Pick up the passage on the government-sponsored enterprises' costs and benefits where it stops and keep writing it.

**Text passage**
————

Pages 141-147 | Published online: 15 Mar 2012
 

Abstract

The article here extended reflects on the excessively narrow debate over the government-sponsored enterprises (GSEs)' cost-benefit transfer balance which had been raging for a quarter-century before the 2007–2009 financial crisis. That crisis has cast a new light on the actual costs of GSE operations and exposed the unsustainability of some of their benefits for homeownership. After injecting afew new findings into the traditional debate, this comment adds some of what has transpired in recent years and what may be inferred from it so far. Doing so brings additional analysis to bear on the article's conclusion that “the GSEs might not be justified” and “Maybe it is time for them to exit” although most politicians in the past have been disinclined to show them the door.

Notes

1The determinants of such decisions and acts have been analyzed by Mian, Sufi, and Trebbi (2010) specifically for housing and home mortgage finance.

————

**Dataset records**
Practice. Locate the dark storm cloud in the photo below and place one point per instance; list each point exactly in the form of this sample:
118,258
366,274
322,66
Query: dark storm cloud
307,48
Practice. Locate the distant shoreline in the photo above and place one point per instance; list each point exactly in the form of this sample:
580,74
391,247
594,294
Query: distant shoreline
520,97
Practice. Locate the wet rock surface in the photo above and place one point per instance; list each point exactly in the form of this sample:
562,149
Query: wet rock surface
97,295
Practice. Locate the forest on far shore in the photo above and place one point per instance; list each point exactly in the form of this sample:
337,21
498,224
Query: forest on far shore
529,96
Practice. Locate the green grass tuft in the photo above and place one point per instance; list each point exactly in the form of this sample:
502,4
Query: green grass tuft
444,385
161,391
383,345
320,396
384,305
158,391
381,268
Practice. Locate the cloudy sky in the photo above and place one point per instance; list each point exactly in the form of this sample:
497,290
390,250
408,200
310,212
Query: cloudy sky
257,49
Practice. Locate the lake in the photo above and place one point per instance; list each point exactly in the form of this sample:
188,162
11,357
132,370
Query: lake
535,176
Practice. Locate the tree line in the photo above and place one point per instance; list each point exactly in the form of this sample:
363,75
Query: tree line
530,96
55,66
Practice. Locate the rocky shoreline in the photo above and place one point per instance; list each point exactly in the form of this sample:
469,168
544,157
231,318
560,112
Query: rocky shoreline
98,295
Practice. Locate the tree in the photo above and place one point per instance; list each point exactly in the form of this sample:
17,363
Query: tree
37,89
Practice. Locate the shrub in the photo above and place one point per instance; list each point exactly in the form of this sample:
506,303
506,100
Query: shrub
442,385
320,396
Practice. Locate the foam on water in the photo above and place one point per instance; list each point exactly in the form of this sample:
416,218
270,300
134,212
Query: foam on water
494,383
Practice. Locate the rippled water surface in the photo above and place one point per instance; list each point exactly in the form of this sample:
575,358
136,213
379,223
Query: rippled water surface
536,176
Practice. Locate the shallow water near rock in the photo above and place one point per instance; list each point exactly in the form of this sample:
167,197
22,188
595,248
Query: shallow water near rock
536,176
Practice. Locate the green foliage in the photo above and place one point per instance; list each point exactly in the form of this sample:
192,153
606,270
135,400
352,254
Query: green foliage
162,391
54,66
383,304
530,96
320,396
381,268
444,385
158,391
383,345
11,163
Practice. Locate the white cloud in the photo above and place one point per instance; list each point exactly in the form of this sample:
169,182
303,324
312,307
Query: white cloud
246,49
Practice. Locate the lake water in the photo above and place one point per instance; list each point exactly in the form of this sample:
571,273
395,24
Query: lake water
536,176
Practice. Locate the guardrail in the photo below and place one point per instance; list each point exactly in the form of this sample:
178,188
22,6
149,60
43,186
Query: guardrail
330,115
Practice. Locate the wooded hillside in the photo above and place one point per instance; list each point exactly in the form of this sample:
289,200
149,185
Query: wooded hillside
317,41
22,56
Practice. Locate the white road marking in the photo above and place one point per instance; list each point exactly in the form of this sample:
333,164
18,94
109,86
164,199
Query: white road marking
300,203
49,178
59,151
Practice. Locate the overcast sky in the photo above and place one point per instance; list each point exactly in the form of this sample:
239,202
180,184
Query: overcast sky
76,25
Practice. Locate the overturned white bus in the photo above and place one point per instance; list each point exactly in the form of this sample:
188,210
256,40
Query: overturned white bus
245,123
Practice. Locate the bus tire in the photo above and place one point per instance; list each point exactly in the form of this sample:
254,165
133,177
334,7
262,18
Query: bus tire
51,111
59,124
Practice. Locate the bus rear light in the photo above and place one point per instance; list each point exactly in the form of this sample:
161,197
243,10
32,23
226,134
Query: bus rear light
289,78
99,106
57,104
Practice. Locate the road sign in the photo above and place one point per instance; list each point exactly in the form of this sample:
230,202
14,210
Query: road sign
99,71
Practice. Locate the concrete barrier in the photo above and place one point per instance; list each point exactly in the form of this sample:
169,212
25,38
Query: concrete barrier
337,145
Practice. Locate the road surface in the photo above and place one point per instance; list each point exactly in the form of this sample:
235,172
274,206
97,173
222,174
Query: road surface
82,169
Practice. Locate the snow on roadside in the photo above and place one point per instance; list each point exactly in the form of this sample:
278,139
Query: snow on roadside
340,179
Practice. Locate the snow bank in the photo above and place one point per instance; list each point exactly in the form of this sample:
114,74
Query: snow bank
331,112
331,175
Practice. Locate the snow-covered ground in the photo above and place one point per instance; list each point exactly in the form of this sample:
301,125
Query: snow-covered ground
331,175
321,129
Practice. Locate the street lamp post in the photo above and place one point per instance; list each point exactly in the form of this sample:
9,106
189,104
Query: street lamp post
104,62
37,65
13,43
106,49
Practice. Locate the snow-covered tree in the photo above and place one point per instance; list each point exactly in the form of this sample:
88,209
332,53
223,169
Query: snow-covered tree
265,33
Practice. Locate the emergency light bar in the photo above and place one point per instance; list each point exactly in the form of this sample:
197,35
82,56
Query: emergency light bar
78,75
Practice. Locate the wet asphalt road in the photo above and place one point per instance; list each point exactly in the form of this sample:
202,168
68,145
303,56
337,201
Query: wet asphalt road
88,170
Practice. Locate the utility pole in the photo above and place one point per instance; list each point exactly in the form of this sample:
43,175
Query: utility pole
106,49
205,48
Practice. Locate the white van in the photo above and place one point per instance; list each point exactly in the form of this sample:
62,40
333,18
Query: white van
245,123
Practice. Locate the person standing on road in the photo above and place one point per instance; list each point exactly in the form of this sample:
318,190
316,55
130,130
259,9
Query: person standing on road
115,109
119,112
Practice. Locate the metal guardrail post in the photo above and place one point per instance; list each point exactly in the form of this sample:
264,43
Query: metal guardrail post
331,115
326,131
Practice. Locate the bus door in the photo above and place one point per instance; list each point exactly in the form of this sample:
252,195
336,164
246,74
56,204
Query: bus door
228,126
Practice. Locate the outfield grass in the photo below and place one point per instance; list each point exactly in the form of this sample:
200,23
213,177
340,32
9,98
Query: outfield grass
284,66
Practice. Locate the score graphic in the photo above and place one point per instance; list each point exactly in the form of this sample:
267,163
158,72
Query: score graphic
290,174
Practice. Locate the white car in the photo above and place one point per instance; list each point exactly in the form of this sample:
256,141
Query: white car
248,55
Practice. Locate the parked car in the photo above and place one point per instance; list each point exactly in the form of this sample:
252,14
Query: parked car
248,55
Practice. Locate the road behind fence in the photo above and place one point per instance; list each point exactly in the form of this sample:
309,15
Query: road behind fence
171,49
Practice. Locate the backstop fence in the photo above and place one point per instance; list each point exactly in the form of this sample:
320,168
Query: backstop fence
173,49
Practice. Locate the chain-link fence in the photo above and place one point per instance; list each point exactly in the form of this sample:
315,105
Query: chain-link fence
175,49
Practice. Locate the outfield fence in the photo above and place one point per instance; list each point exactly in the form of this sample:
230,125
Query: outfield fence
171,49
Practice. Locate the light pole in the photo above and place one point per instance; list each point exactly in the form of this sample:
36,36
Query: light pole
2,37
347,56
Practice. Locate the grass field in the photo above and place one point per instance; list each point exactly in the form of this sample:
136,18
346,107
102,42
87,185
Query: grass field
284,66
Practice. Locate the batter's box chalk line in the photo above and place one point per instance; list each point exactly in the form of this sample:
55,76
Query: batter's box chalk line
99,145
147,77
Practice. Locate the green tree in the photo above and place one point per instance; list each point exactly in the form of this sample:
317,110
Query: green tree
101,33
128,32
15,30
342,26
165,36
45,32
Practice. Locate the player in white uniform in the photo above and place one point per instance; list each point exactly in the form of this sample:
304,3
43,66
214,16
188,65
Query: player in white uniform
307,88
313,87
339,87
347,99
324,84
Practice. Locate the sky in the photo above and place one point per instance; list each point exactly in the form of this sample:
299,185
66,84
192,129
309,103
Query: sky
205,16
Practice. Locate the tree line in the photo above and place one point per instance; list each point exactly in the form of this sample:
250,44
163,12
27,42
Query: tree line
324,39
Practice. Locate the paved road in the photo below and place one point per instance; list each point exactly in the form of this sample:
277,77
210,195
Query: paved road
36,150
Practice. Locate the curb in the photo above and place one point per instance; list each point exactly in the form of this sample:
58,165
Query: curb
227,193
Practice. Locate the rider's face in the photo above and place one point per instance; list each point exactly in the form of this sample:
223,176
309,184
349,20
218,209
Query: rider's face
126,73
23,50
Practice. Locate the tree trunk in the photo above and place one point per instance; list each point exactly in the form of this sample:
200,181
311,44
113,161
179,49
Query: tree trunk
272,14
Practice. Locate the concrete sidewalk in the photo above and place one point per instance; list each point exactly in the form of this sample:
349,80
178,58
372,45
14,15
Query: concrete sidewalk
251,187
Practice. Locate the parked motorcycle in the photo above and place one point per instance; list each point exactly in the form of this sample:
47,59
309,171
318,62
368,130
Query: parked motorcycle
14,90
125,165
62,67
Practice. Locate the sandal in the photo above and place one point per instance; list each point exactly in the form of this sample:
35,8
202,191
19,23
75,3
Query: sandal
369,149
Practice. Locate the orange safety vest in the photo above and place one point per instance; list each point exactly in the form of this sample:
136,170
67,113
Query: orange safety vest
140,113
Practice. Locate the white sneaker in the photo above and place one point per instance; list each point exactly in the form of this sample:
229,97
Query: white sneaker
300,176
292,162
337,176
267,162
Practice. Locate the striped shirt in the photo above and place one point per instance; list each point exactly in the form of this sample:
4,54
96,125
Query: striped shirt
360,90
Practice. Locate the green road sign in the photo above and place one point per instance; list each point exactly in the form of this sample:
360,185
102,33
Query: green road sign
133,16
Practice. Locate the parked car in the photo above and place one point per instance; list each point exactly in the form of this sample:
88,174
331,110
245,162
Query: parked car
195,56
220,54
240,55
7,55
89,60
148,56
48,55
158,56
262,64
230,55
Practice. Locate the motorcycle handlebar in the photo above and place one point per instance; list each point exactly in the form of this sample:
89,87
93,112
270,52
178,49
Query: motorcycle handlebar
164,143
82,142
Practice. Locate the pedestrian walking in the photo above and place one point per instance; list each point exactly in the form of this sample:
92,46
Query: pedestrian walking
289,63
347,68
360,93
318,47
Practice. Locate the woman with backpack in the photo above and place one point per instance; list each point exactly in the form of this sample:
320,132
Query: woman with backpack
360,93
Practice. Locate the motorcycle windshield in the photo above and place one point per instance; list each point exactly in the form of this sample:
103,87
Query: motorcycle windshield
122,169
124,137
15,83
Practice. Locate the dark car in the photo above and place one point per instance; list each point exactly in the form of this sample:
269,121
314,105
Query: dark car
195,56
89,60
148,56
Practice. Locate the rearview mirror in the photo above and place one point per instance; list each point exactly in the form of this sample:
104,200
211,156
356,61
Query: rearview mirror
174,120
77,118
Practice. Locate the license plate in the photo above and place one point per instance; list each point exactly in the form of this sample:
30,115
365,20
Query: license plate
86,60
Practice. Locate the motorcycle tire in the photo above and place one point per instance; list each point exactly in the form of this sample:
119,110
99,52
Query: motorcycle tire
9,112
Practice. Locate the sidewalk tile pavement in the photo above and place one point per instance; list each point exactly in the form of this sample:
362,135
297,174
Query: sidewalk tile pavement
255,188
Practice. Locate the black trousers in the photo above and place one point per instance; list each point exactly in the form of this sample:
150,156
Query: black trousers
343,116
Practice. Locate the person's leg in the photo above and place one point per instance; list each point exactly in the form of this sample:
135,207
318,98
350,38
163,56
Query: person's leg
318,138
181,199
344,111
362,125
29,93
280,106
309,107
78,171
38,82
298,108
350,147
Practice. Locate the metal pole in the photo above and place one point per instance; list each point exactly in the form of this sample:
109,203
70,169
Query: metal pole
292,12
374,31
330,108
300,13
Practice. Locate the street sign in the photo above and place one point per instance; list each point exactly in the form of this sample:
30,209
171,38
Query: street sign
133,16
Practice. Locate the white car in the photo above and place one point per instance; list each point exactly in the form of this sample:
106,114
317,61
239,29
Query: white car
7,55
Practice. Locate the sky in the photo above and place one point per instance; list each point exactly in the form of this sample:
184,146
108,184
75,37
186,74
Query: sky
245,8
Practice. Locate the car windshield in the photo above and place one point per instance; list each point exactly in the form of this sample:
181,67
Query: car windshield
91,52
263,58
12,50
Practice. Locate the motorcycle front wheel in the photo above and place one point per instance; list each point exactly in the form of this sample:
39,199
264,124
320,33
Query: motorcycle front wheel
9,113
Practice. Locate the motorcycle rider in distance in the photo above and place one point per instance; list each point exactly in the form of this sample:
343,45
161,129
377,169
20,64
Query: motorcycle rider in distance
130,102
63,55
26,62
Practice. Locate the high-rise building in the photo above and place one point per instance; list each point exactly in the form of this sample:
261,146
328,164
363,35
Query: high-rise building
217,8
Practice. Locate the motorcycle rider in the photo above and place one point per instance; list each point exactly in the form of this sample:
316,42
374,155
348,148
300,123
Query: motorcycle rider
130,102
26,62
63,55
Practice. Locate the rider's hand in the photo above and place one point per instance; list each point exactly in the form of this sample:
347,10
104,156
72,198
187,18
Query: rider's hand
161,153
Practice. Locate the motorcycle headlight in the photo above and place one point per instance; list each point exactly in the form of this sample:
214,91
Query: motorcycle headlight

————

**Task answer**
2Adjustments are required because Ginnie Mae purchases only mortgages guaranteed by FHA or VA, because the risk weighting of its obligations is 0 and not 20 percent as for the GSEs and because of other differentiating factors. Among them are the relative suitability of their obligations for General Collateral Finance Repos based on government securities, and for their proposed treatment as “high-quality assets” for meeting liquidity requirements planned under Basel III. However, it is interesting that early in 2011 Freddie Mac announced (i) on February 2 that it priced its new 0.75 percent two-year USD Reference Notes security to yield 0.864 percent, or 21.5 basis points more than two-year US Treasury Notes, and (ii) on January 5 a similar 1.375 percent three-year instrument to yield 27 basis points more than three-year Treasury Notes. These spreads over Treasuries are half as large as those reported by Fabozzi (2002, 116) 10 years earlier on average for the 12 months ending 13 July 2001 which were 38.5 for two-year and 61.0 for three-year Reference Notes, respectively. Hence, once the scramble for liquidity abated, the spread of GSE balloon medium-term notes (MTNs) over Treasuries may have become so small as to give full credit to the government guarantee now backing them.

3Being a government agency backed by full faith and credit, Ginnie Mae (GNMA) does not appear in the GSE article, but it should do so also because – as UST & HUD (2011, 19) have pointed out – it would not be desirable to wind down Fannie and Freddie only to leave FHA, and hence Ginnie, free to pursue a greatly expanded business.